What is needed is every line, exactly as given, from the line containing "Trace every instance of the man's" through the end of the data below.

## Dataset entries
▼
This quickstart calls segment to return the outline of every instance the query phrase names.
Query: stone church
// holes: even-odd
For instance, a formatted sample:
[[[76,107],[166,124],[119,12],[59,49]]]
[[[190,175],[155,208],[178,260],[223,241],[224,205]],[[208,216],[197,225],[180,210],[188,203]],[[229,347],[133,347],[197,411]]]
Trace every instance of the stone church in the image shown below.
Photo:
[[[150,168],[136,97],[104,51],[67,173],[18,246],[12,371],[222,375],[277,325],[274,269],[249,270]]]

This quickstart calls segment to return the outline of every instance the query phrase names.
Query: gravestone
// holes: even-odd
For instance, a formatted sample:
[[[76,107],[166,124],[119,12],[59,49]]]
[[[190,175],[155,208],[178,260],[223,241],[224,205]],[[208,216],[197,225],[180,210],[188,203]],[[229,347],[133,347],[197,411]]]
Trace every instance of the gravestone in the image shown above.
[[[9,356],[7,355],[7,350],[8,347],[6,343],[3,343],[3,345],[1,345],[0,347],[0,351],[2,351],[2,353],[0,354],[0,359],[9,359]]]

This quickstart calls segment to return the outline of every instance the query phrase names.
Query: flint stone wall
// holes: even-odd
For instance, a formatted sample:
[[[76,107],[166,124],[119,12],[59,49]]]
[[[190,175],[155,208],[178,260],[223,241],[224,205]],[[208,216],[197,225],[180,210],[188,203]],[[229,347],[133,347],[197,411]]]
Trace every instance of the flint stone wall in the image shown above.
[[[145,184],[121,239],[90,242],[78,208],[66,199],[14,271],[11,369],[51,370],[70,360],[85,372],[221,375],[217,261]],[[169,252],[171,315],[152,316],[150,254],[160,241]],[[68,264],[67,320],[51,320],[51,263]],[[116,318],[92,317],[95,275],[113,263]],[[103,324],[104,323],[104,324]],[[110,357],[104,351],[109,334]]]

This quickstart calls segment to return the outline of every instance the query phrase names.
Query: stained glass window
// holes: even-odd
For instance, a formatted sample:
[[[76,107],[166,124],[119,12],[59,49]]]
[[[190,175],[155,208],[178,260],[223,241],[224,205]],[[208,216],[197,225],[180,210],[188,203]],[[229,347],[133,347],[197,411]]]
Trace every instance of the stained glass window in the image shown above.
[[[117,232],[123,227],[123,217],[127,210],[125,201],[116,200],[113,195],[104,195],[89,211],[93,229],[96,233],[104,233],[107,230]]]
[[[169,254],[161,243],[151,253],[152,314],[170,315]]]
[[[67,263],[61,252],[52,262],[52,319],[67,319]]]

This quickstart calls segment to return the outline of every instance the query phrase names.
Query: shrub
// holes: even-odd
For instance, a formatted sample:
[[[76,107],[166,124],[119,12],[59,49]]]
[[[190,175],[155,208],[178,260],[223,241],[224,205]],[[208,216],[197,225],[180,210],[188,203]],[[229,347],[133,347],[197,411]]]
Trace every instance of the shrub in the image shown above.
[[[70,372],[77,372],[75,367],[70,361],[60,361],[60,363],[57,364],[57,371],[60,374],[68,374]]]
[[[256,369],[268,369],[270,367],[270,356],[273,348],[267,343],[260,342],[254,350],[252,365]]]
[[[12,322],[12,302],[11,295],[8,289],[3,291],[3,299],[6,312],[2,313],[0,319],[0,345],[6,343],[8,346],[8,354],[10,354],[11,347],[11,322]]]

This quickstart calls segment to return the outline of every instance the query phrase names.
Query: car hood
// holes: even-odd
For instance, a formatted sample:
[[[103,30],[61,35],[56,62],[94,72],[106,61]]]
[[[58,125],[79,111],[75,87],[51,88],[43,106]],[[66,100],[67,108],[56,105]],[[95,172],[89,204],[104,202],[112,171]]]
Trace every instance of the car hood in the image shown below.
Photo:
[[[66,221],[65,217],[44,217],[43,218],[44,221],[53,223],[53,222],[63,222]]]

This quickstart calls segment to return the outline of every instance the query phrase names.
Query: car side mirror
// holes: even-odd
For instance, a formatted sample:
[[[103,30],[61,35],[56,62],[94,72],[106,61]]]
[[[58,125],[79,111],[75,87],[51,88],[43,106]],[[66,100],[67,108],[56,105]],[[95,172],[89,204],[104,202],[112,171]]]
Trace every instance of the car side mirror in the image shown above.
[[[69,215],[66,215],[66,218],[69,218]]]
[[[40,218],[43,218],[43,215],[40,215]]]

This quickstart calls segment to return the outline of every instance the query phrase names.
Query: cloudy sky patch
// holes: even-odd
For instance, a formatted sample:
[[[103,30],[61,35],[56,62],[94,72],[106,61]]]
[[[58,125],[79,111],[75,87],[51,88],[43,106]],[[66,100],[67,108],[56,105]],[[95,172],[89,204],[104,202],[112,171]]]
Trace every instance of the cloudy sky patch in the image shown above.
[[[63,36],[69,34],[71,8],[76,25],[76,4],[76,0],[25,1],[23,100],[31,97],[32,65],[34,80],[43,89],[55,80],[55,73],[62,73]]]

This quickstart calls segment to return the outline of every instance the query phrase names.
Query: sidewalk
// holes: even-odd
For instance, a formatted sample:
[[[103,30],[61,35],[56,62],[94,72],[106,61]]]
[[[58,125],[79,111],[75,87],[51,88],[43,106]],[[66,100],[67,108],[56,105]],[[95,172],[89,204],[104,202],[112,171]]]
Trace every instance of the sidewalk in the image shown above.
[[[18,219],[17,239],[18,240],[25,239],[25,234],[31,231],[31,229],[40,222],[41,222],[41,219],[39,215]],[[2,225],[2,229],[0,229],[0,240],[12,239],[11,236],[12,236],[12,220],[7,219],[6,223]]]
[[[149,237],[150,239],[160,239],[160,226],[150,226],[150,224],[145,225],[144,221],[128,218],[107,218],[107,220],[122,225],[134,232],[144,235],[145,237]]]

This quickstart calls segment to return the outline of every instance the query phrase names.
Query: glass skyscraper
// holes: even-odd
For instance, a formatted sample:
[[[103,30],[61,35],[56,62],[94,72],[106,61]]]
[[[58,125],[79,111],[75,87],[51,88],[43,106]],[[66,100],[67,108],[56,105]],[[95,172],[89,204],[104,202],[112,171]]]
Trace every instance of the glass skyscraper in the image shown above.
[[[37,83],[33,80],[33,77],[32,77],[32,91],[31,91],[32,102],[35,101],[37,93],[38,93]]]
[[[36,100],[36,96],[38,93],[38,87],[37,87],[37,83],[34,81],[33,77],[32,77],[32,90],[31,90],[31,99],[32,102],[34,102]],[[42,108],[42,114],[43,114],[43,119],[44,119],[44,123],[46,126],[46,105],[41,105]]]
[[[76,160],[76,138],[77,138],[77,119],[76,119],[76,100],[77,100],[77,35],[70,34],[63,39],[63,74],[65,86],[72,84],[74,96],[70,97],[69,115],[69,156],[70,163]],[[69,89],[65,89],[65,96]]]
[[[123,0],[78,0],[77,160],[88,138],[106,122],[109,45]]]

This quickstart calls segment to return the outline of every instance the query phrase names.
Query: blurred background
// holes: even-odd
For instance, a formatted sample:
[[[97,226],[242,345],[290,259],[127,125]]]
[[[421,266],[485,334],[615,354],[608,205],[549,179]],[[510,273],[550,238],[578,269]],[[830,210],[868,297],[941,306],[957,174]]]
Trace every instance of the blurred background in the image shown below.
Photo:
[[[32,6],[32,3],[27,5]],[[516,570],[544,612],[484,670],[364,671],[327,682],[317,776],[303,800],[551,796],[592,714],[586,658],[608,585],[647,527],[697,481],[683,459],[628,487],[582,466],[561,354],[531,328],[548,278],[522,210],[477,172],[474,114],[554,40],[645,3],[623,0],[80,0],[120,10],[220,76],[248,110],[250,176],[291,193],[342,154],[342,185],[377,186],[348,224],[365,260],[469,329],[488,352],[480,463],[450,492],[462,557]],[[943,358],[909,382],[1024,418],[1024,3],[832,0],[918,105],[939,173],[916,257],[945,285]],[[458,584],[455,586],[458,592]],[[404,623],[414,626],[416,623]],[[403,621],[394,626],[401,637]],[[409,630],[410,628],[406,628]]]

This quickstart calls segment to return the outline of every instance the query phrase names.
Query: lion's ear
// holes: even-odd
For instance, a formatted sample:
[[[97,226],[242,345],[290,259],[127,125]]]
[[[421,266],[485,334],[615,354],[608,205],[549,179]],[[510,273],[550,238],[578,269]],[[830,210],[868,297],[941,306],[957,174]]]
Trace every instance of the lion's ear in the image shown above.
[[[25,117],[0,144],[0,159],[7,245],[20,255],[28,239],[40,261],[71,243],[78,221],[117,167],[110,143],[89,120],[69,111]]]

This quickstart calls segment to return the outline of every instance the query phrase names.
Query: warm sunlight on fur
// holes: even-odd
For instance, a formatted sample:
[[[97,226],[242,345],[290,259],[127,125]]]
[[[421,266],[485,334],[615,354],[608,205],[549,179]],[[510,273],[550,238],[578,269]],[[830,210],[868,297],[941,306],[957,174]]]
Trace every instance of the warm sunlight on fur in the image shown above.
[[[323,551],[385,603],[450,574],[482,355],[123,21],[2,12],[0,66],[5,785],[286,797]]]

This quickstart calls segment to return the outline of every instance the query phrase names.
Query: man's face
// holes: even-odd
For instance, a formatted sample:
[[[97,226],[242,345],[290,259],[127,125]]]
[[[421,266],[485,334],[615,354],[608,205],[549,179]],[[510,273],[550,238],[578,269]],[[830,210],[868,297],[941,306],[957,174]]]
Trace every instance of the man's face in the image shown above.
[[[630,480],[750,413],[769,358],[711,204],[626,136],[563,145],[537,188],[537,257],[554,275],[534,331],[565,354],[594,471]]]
▲
## SOLVED EXERCISE
Trace every instance of the man's face in the image shown above.
[[[630,480],[750,413],[769,358],[711,204],[626,136],[563,145],[537,188],[537,257],[554,275],[534,331],[565,354],[594,471]]]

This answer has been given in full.